# Exercise task
Replace "riverbank" with "stream bank" in the lines from the one containing "Annotation guideline. For every instance of the riverbank, the" through the one containing "[(57, 519)]", leaving everything else unchanged. Return only those lines.

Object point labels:

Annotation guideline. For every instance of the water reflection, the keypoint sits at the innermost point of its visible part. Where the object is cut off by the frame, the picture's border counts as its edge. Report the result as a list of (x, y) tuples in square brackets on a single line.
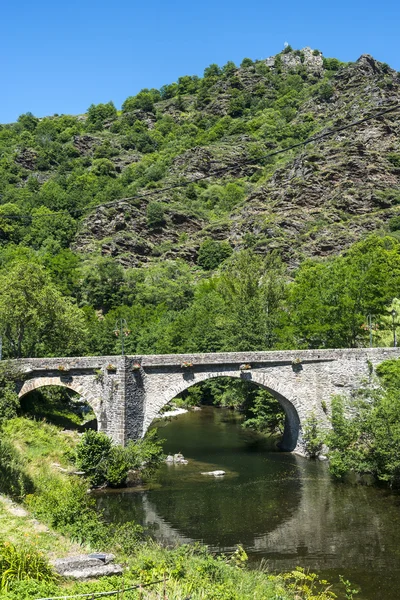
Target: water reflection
[(279, 506)]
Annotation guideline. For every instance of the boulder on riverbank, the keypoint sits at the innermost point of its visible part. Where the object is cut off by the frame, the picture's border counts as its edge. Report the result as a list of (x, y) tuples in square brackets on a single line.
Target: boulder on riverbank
[(176, 459), (87, 566)]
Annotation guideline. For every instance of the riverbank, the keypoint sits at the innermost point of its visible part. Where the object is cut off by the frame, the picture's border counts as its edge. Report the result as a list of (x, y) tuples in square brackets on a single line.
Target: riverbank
[(57, 519)]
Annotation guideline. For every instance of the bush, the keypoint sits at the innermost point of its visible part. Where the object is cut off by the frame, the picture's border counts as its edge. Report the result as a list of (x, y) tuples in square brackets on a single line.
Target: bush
[(9, 401), (93, 454), (313, 436), (212, 253), (155, 215), (13, 480), (105, 463), (18, 563), (394, 223)]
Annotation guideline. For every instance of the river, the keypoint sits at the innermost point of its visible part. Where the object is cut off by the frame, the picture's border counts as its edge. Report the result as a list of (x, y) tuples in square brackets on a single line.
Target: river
[(283, 508)]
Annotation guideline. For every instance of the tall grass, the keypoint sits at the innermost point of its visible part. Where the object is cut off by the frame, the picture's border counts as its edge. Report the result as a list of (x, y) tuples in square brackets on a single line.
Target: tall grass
[(19, 563)]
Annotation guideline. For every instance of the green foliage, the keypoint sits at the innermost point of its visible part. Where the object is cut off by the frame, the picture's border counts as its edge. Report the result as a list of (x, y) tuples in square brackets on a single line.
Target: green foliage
[(213, 253), (92, 455), (330, 299), (105, 463), (332, 64), (394, 223), (144, 101), (155, 215), (9, 402), (313, 436), (366, 434), (326, 91), (13, 479), (34, 316), (97, 114), (20, 563)]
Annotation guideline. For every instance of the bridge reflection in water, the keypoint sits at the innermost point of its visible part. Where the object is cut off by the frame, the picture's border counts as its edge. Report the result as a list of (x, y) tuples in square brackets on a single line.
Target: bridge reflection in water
[(281, 507)]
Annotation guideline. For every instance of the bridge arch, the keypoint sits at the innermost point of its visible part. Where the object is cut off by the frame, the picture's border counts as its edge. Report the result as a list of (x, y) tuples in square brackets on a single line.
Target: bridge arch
[(36, 383), (291, 438)]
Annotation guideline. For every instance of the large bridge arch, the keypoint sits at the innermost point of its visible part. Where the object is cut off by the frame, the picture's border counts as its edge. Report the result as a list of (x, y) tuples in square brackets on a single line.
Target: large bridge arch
[(291, 438), (37, 383)]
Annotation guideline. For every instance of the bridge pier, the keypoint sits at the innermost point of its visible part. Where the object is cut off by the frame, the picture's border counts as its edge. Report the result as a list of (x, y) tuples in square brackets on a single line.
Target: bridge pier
[(128, 392)]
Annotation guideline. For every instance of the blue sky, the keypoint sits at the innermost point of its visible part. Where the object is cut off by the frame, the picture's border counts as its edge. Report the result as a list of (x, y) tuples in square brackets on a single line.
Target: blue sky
[(61, 57)]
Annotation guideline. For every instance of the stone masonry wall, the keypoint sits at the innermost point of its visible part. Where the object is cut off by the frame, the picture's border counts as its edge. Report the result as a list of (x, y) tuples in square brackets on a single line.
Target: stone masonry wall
[(128, 398)]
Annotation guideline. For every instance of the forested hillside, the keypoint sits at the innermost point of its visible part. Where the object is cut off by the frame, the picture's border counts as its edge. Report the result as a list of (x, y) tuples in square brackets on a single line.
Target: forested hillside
[(171, 214)]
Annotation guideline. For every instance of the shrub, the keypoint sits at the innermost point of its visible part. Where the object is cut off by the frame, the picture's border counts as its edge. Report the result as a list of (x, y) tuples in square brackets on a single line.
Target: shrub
[(65, 505), (19, 563), (99, 113), (92, 455), (313, 436), (144, 101), (155, 215), (212, 253), (105, 463), (13, 480), (9, 402), (325, 92)]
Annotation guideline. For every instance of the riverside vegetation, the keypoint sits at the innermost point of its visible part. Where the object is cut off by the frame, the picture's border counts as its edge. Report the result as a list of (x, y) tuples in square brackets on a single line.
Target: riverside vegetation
[(297, 250), (28, 450)]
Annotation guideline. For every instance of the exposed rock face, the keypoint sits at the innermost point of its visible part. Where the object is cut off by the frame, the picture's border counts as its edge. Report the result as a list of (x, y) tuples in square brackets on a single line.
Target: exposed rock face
[(312, 201), (315, 204), (122, 231), (85, 144)]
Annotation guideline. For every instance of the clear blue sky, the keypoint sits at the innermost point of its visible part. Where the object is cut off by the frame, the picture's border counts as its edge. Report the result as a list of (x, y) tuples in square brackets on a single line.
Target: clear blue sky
[(61, 57)]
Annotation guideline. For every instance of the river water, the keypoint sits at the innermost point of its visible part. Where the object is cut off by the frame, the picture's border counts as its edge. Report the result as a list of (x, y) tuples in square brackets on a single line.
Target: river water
[(282, 508)]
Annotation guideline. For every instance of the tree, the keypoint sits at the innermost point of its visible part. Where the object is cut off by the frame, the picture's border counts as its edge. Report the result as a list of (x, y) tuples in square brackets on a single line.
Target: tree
[(143, 101), (34, 317), (50, 225), (155, 215), (330, 300), (101, 283)]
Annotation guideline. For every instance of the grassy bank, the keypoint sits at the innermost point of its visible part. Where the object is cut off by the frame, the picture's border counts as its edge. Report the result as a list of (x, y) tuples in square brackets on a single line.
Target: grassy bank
[(61, 519)]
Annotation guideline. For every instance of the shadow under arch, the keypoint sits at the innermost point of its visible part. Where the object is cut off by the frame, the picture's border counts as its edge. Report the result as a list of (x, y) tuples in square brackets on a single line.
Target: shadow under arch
[(292, 427), (41, 383)]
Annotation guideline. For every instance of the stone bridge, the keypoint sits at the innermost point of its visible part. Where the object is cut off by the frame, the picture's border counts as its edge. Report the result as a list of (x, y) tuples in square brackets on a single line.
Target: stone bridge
[(127, 392)]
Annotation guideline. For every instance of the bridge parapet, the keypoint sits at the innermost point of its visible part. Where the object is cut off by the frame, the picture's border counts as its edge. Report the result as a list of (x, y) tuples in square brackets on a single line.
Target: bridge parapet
[(127, 392)]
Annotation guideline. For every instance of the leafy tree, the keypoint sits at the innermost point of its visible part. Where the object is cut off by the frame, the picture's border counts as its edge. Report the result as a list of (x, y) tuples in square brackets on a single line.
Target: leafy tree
[(212, 71), (330, 300), (9, 401), (212, 253), (28, 121), (144, 100), (246, 62), (155, 215), (12, 223), (99, 113), (101, 283), (35, 318), (50, 225)]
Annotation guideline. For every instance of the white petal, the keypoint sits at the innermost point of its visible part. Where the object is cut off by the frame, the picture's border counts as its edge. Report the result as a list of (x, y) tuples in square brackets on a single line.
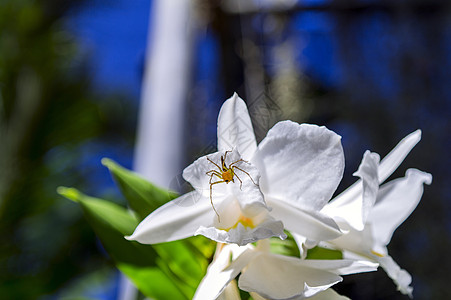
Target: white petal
[(245, 178), (175, 220), (235, 128), (393, 159), (395, 202), (329, 294), (400, 276), (231, 292), (242, 235), (288, 277), (340, 266), (387, 166), (360, 242), (354, 207), (300, 163), (310, 224), (221, 272)]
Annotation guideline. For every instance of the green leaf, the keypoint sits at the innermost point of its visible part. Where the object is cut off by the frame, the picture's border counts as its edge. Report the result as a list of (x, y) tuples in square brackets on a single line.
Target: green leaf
[(323, 253), (139, 262), (142, 196)]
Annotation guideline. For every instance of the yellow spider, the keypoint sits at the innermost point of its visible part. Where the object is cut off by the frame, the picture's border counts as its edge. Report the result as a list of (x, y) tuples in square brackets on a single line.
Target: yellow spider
[(225, 174)]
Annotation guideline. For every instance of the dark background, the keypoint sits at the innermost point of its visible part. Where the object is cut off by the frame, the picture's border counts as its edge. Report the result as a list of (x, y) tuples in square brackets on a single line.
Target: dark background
[(70, 76)]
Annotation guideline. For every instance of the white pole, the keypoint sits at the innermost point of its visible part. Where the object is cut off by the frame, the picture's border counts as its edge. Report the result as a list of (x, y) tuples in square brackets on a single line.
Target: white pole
[(159, 149)]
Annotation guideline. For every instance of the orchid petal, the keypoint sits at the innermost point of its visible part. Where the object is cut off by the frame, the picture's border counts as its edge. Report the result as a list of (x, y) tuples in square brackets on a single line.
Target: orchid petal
[(395, 202), (300, 163), (245, 178), (340, 266), (231, 292), (289, 278), (400, 276), (329, 294), (386, 167), (235, 128), (393, 159), (312, 225), (242, 235), (222, 271), (175, 220), (360, 242), (353, 208), (218, 277)]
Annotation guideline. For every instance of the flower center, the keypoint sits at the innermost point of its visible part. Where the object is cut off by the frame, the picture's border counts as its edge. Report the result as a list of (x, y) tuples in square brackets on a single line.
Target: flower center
[(246, 222), (377, 253)]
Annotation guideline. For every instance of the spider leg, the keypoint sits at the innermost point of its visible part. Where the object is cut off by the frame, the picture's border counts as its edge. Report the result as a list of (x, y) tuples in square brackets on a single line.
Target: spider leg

# The result
Annotation guideline. For every instance of the stream bank, the keypoint sits at the innermost point of its visible part. Where the object is cut off by the frame, the picture's border counts as its edge. Report the result as a list of (x, y) tuples in square brackets on a single line.
Target: stream bank
[(57, 519)]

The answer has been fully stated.